*** Opening Records to use ***

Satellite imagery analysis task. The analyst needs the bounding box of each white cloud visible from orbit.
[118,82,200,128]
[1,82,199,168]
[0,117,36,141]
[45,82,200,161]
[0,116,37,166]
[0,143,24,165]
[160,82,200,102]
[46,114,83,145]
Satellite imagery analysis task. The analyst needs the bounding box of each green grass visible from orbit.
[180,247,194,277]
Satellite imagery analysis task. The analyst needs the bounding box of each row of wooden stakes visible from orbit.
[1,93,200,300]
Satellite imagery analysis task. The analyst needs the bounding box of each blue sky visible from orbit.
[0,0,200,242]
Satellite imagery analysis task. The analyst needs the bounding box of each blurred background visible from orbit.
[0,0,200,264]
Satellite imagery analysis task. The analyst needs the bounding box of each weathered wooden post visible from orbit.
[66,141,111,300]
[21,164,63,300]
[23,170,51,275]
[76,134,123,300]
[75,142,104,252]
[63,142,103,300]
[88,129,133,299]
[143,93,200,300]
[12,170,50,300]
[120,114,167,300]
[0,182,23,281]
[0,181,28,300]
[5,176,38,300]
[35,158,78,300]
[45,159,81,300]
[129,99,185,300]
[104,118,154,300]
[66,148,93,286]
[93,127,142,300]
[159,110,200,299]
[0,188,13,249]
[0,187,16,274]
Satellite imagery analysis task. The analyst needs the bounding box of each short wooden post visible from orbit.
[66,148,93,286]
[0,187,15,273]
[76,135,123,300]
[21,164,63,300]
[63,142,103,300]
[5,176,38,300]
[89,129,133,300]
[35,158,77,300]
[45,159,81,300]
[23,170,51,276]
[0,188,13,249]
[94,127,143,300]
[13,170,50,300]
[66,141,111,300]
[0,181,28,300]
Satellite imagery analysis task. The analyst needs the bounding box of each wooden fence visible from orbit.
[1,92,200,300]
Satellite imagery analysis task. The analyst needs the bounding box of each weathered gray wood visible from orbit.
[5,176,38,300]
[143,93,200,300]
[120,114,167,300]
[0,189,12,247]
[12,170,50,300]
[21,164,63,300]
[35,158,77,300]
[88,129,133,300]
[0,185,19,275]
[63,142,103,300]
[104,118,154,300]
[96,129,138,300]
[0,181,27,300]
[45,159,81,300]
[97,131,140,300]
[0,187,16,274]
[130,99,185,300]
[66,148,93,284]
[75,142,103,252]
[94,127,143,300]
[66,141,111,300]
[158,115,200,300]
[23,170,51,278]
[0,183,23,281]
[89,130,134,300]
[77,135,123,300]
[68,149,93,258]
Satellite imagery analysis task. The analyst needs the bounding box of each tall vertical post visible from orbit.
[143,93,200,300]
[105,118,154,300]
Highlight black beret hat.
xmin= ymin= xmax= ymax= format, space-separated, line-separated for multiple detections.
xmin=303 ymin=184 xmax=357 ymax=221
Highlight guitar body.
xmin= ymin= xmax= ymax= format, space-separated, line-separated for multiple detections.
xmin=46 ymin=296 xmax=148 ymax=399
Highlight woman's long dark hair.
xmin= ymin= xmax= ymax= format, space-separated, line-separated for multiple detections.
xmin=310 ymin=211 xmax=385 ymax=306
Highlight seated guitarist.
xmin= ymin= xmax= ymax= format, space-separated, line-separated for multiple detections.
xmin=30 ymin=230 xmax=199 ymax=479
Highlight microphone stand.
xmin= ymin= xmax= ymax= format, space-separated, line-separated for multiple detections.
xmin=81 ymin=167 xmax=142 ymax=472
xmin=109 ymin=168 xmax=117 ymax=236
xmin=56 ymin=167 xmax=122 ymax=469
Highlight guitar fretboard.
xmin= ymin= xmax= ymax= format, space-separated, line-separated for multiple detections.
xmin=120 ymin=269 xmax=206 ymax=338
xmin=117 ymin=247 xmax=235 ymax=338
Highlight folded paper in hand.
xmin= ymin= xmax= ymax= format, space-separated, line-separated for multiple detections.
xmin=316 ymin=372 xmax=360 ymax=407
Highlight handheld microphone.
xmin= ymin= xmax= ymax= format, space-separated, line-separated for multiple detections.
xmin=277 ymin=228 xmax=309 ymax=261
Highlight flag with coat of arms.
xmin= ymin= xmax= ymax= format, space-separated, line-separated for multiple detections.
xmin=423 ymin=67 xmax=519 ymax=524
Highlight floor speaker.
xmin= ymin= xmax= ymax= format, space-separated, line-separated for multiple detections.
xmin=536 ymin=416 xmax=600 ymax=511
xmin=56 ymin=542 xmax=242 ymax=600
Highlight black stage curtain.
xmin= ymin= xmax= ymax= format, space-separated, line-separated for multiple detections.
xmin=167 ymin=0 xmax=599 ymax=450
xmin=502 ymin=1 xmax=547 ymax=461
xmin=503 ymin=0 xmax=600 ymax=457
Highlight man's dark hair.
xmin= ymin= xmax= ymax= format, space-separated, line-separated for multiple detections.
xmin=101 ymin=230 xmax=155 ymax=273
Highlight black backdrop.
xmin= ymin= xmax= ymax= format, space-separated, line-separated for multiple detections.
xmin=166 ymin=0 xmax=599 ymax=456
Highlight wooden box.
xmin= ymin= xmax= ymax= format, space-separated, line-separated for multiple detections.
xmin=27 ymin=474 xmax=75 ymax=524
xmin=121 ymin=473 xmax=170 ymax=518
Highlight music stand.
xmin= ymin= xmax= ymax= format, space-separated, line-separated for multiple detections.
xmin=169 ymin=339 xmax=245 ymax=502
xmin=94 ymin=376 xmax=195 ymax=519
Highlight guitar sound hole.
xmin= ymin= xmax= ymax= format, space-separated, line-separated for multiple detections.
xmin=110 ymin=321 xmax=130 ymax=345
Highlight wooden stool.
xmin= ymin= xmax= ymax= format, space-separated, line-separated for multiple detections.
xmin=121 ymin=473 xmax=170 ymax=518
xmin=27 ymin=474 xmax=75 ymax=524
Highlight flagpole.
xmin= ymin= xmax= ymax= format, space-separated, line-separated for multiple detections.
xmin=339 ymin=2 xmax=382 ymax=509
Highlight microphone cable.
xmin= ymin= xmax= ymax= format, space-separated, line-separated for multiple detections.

*** Closing Records to use ***

**Description of the task**
Each record must be reproduced exactly. Keep every one.

**Solved exercise**
Satellite imagery analysis task. The analyst needs the bounding box of each white cloud visible from orbit.
[118,82,200,128]
[1,82,199,168]
[0,117,36,141]
[45,82,200,161]
[0,116,37,166]
[0,143,24,165]
[160,82,200,102]
[46,114,83,145]
Satellite imagery analysis task. The analyst needs the bounding box of each green grass visible from orbit.
[180,247,194,277]
Satellite imagery analysis task. The analyst needs the bounding box of each row of wooden stakes visible from orbit.
[1,93,200,300]
Satellite imagery analysis task. The analyst needs the bounding box of each blue sky visible from orbit.
[0,0,200,242]
Satellite imagery analysis task. The analyst needs the bounding box of each blurred background visible from orbit.
[0,0,200,264]
Satellite imagery analysis task. The analyst needs the bounding box of each weathered wooden post visible from orbit.
[66,141,111,300]
[21,164,63,300]
[23,170,51,275]
[76,134,123,300]
[75,142,104,252]
[63,142,103,300]
[88,129,133,299]
[143,93,200,300]
[12,170,50,300]
[120,114,167,300]
[0,182,23,281]
[0,181,28,300]
[5,176,38,300]
[35,158,78,300]
[45,159,81,300]
[129,99,185,300]
[104,118,154,300]
[66,148,93,286]
[93,127,142,300]
[159,110,200,299]
[0,188,13,249]
[0,187,16,274]
Satellite imagery analysis task. The analyst needs the bounding box of each short wooden post visible from orbit.
[66,148,93,286]
[0,187,15,273]
[76,135,123,300]
[21,164,63,300]
[63,142,103,300]
[5,176,38,300]
[89,129,133,300]
[35,158,77,300]
[45,159,81,300]
[23,170,51,276]
[0,188,13,249]
[94,127,143,300]
[13,170,50,300]
[66,141,111,300]
[0,181,28,300]
Satellite imagery analysis task. The analyst needs the bounding box of each wooden fence visible from orbit.
[1,92,200,300]
Satellite imagery analysis task. The analyst needs the bounding box of each weathered gray wood visible from orbit.
[5,176,38,300]
[143,93,200,300]
[120,114,167,300]
[0,189,12,247]
[12,170,50,300]
[21,164,63,300]
[35,158,77,300]
[88,129,133,300]
[0,185,19,275]
[63,142,103,300]
[104,118,154,300]
[96,129,138,300]
[0,181,27,300]
[45,159,81,300]
[97,131,140,300]
[0,187,16,274]
[130,99,185,300]
[66,148,93,284]
[75,142,103,252]
[94,127,143,300]
[66,141,111,300]
[158,115,200,300]
[23,170,51,278]
[0,183,23,281]
[89,130,134,300]
[77,135,123,300]
[68,149,93,258]
Satellite imagery analysis task. The analyst needs the bounding box of each tall vertical post visible from orbit.
[143,93,200,300]
[105,118,154,300]
Highlight black beret hat.
xmin= ymin= xmax= ymax= format, space-separated, line-separated for multiple detections.
xmin=303 ymin=184 xmax=357 ymax=221
Highlight guitar body.
xmin= ymin= xmax= ymax= format, space-separated, line-separated for multiple detections.
xmin=46 ymin=296 xmax=148 ymax=399
Highlight woman's long dark hair.
xmin= ymin= xmax= ymax= format, space-separated, line-separated for multiple detections.
xmin=310 ymin=211 xmax=385 ymax=306
Highlight seated guitarist.
xmin= ymin= xmax= ymax= format, space-separated, line-separated for multiple detections.
xmin=30 ymin=230 xmax=199 ymax=479
Highlight microphone stand.
xmin= ymin= xmax= ymax= format, space-separated, line-separated for multiple detections.
xmin=81 ymin=167 xmax=142 ymax=472
xmin=109 ymin=168 xmax=117 ymax=236
xmin=56 ymin=167 xmax=122 ymax=469
Highlight guitar fretboard.
xmin= ymin= xmax= ymax= format, space-separated, line-separated for multiple detections.
xmin=120 ymin=269 xmax=206 ymax=338
xmin=117 ymin=247 xmax=235 ymax=338
Highlight folded paper in hand.
xmin= ymin= xmax= ymax= format, space-separated, line-separated for multiple detections.
xmin=316 ymin=372 xmax=360 ymax=407
Highlight handheld microphone.
xmin= ymin= xmax= ymax= format, space-separated, line-separated for multiple detections.
xmin=277 ymin=228 xmax=309 ymax=261
Highlight flag with coat of arms.
xmin= ymin= xmax= ymax= format, space-separated, line-separated for multiple detections.
xmin=423 ymin=67 xmax=519 ymax=524
Highlight floor speaker.
xmin= ymin= xmax= ymax= format, space-separated, line-separated for multiple detections.
xmin=536 ymin=416 xmax=600 ymax=511
xmin=56 ymin=542 xmax=242 ymax=600
Highlight black stage curtain.
xmin= ymin= xmax= ymax= format, space-separated, line-separated for multiple detections.
xmin=167 ymin=0 xmax=599 ymax=450
xmin=502 ymin=1 xmax=547 ymax=461
xmin=503 ymin=0 xmax=600 ymax=457
Highlight man's dark hair.
xmin= ymin= xmax= ymax= format, space-separated, line-separated for multiple detections.
xmin=101 ymin=230 xmax=155 ymax=273
Highlight black backdrop.
xmin= ymin= xmax= ymax= format, space-separated, line-separated for multiple detections.
xmin=166 ymin=0 xmax=599 ymax=456
Highlight wooden box.
xmin= ymin= xmax= ymax= format, space-separated, line-separated for multiple detections.
xmin=27 ymin=474 xmax=75 ymax=524
xmin=121 ymin=473 xmax=170 ymax=518
Highlight music stand.
xmin= ymin= xmax= ymax= format, space-separated, line-separated for multiple detections.
xmin=169 ymin=339 xmax=245 ymax=502
xmin=94 ymin=376 xmax=195 ymax=519
Highlight guitar sound hole.
xmin= ymin= xmax= ymax= format, space-separated, line-separated for multiple detections.
xmin=110 ymin=321 xmax=130 ymax=345
Highlight wooden stool.
xmin= ymin= xmax= ymax= format, space-separated, line-separated for multiple detections.
xmin=121 ymin=473 xmax=170 ymax=518
xmin=27 ymin=474 xmax=75 ymax=524
Highlight flagpole.
xmin= ymin= xmax= ymax= format, space-separated, line-separated for multiple detections.
xmin=339 ymin=2 xmax=382 ymax=509
Highlight microphone cable.
xmin= ymin= xmax= ymax= format, space-separated, line-separated for multiple detections.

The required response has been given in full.